EXTRACTED TEXT
• • • • • • •

Intended Audience
Professor Ami Harbin (Oakland University) will give a public lecture called "Feeling Formation in the Post-Traumatic Therapeutic Encounter." An abstract of the lecture is below.
Abstract
In this paper, I consider the therapist-client relationship in post-traumatic therapeutic encounters, whether in response to assault or other traumas, bringing insights from feminist relational philosophy of emotions to offer new directions for conceptualizing the relationship. I outline and contest the presumption of individualism in some conceptualizations which understand the therapist as having the key role of helping clients identify, manage, or cope with their feelings. Drawing on feminist philosophy of emotion, and expressivism in particular, I articulate the need for a more robust understanding of therapists as sometimes participants in feeling formation.
Many approaches to understanding the function of therapy make it seem like the feelings are formed and waiting to be named, identified, possibly in part by having their somatic dimensions recognized. Less discussed are the ways therapists are and can be necessary participants in the formation of the feelings at all.
We might legitimately worry that such a view gives therapists too much power to shape the client’s experience or memories. This concern properly identifies the real vulnerability of the clients to receiving uptake, to being dismissed, or to being responded to in such a way that their experiences will not be recognizable to them. But without a clear understanding of the proper role of therapists in feeling formation, we cannot understand or evaluate the success of such therapies. We need a sufficiently relational account of feeling formation in therapeutic contexts to understand the marks of effective therapy, beyond individualistic presumptions.

• • • • • • •

TO DO
Reproduce the passage of the lecture announcement starting at "Intended Audience" and ending at "lecture is below.", word for word.

INPUT DATA
• • • • • • •

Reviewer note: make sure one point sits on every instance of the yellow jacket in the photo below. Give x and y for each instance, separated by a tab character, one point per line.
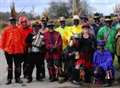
64	34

• • • • • • •

ANSWER
Intended Audience
Professor Ami Harbin (Oakland University) will give a public lecture called "Feeling Formation in the Post-Traumatic Therapeutic Encounter." An abstract of the lecture is below.